Task data →
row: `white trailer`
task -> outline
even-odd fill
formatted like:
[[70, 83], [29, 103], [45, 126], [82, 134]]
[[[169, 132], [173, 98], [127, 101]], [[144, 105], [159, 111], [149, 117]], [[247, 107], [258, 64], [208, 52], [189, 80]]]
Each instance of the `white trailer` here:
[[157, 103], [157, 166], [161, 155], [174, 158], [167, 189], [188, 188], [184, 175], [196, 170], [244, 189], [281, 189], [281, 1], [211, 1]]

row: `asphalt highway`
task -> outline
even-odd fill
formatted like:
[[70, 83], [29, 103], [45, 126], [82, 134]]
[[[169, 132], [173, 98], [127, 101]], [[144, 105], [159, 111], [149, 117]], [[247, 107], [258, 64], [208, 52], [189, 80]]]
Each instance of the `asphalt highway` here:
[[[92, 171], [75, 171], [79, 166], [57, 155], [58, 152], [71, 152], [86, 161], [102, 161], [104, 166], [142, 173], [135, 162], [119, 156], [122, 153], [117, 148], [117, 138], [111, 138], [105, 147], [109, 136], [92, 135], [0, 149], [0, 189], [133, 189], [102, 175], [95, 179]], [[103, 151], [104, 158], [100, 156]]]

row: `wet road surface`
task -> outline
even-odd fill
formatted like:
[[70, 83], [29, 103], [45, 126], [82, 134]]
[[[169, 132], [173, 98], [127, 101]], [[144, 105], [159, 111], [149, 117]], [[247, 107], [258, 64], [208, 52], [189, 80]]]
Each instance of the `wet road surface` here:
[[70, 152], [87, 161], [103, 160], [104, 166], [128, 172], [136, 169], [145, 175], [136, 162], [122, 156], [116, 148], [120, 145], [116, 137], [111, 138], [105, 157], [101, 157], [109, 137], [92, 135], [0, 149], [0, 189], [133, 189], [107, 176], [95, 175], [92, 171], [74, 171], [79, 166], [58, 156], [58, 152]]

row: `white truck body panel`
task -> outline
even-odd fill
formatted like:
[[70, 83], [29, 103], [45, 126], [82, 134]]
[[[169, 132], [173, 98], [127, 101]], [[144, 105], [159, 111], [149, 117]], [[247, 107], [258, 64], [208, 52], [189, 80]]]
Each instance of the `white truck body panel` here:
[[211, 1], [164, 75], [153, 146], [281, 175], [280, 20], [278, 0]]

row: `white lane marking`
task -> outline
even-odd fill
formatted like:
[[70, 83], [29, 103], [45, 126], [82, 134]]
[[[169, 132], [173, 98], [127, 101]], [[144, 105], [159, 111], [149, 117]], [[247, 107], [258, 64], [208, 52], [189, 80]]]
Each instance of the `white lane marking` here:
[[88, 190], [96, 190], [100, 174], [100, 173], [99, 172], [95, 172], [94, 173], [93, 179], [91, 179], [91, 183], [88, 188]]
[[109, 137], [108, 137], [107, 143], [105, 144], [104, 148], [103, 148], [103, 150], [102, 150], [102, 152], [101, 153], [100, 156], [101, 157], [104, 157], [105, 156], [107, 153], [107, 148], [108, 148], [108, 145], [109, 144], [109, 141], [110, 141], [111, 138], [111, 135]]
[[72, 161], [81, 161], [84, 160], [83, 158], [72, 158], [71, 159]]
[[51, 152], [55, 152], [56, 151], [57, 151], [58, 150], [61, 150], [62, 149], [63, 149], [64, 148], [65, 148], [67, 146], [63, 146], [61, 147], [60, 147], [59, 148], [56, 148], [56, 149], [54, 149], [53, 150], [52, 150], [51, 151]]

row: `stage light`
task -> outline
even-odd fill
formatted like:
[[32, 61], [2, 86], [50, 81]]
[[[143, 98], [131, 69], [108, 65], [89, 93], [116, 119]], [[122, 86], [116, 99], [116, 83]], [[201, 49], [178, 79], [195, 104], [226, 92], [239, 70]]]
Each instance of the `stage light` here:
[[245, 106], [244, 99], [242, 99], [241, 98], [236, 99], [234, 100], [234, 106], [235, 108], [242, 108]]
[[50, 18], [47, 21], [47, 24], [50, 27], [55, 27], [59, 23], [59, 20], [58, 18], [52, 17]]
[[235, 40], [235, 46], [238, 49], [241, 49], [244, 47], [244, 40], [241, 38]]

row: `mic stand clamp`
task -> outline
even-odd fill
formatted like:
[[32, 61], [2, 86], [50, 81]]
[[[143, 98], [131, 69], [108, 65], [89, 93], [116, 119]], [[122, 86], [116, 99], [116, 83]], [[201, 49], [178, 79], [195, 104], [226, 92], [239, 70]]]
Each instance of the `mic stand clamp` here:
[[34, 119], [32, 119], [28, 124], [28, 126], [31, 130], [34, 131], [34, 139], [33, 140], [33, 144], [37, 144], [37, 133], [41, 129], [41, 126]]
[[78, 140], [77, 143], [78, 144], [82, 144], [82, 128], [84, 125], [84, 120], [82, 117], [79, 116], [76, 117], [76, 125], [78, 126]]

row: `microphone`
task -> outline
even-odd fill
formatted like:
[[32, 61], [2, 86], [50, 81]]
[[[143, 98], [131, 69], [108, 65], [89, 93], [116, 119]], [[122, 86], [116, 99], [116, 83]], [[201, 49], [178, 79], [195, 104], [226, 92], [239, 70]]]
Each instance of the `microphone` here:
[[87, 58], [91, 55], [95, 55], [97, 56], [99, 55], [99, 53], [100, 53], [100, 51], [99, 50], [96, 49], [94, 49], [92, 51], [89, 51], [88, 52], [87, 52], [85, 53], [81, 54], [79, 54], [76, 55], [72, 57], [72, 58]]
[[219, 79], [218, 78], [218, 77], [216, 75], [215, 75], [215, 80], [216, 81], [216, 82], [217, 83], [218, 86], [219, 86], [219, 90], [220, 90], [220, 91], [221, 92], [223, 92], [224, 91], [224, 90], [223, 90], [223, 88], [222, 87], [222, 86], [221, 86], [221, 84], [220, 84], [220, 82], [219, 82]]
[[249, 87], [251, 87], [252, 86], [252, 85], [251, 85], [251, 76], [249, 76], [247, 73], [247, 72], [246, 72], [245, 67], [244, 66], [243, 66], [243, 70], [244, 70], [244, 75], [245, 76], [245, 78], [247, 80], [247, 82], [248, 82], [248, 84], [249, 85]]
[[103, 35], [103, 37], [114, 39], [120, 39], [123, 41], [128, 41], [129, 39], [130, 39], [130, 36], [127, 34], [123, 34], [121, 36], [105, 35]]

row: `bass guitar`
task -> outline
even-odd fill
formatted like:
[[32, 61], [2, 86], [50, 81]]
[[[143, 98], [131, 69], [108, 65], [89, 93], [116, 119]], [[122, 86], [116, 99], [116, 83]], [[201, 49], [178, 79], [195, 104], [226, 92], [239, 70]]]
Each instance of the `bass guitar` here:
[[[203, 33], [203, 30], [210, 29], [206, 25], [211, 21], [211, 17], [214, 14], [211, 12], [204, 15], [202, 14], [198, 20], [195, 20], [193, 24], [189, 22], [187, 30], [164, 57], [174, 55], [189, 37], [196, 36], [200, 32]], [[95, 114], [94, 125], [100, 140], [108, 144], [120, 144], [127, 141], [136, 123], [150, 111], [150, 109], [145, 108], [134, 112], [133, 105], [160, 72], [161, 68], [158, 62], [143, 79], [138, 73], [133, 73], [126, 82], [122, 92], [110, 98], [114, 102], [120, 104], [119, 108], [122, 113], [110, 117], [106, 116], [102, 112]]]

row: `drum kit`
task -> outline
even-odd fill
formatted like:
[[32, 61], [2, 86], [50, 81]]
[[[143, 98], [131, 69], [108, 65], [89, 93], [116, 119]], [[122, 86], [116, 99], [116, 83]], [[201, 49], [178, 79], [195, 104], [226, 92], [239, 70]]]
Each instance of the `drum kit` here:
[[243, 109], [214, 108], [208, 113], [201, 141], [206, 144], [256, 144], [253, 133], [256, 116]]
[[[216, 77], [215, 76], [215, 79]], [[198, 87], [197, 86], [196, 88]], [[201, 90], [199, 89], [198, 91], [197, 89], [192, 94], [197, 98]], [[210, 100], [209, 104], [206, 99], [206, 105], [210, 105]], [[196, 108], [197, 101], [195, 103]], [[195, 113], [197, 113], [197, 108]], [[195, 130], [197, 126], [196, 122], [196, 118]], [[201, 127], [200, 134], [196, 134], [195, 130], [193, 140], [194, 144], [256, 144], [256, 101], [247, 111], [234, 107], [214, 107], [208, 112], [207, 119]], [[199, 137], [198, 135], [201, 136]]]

...

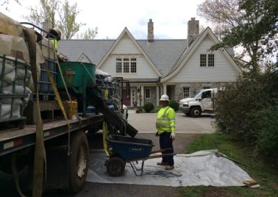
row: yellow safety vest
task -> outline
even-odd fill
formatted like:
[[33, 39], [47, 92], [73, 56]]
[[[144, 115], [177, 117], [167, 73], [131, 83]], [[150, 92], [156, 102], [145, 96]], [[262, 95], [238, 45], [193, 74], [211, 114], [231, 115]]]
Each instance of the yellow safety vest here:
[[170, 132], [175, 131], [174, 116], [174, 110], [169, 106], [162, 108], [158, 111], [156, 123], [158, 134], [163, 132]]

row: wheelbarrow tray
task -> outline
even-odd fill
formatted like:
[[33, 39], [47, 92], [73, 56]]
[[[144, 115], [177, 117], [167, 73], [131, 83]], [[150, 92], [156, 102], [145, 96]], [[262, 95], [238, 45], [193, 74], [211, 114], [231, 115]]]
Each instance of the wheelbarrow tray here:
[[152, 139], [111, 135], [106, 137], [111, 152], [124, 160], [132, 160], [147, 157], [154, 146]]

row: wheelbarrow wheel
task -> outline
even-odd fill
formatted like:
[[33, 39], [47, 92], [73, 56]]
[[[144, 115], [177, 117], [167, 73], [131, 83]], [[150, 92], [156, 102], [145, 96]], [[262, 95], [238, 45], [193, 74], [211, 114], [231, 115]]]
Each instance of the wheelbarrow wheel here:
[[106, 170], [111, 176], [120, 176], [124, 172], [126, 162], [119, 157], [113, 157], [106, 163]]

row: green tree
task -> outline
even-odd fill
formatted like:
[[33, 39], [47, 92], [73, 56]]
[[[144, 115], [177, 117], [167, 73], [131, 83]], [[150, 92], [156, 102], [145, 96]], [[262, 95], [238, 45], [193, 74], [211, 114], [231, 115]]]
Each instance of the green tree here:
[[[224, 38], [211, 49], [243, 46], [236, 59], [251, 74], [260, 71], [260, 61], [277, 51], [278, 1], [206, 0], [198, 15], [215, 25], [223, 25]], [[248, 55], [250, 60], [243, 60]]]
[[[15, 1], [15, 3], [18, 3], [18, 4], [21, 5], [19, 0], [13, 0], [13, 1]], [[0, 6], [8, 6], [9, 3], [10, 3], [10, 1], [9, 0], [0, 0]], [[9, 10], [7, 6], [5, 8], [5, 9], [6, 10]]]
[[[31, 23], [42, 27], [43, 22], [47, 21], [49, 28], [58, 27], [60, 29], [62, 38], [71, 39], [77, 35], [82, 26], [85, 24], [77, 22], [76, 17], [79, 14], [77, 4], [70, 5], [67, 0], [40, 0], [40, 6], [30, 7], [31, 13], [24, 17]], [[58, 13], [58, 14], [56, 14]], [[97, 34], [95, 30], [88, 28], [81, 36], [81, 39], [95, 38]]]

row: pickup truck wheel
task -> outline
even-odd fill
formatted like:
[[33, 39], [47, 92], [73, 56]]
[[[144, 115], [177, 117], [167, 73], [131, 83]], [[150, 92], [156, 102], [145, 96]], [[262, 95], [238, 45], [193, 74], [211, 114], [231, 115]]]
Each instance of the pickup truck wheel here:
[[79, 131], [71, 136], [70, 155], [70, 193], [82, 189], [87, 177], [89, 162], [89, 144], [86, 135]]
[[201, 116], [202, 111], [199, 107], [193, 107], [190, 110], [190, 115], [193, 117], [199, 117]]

The problem → Please update the part of the data that opens with the line containing "row: wheelbarrow tray" and closes with the line containing "Each instance of the wheelbarrow tray" by changing "even-odd fill" to "nonzero fill" and keeping everything else unchanged. Return only those lines.

The completed task →
row: wheelbarrow tray
task -> outline
nonzero fill
formatted like:
[[33, 39], [47, 92], [73, 56]]
[[[144, 115], [177, 117], [167, 73], [131, 83]], [[150, 92], [156, 102], [145, 96]], [[262, 95], [238, 45], [193, 74], [211, 114], [231, 115]]]
Each instance of the wheelbarrow tray here:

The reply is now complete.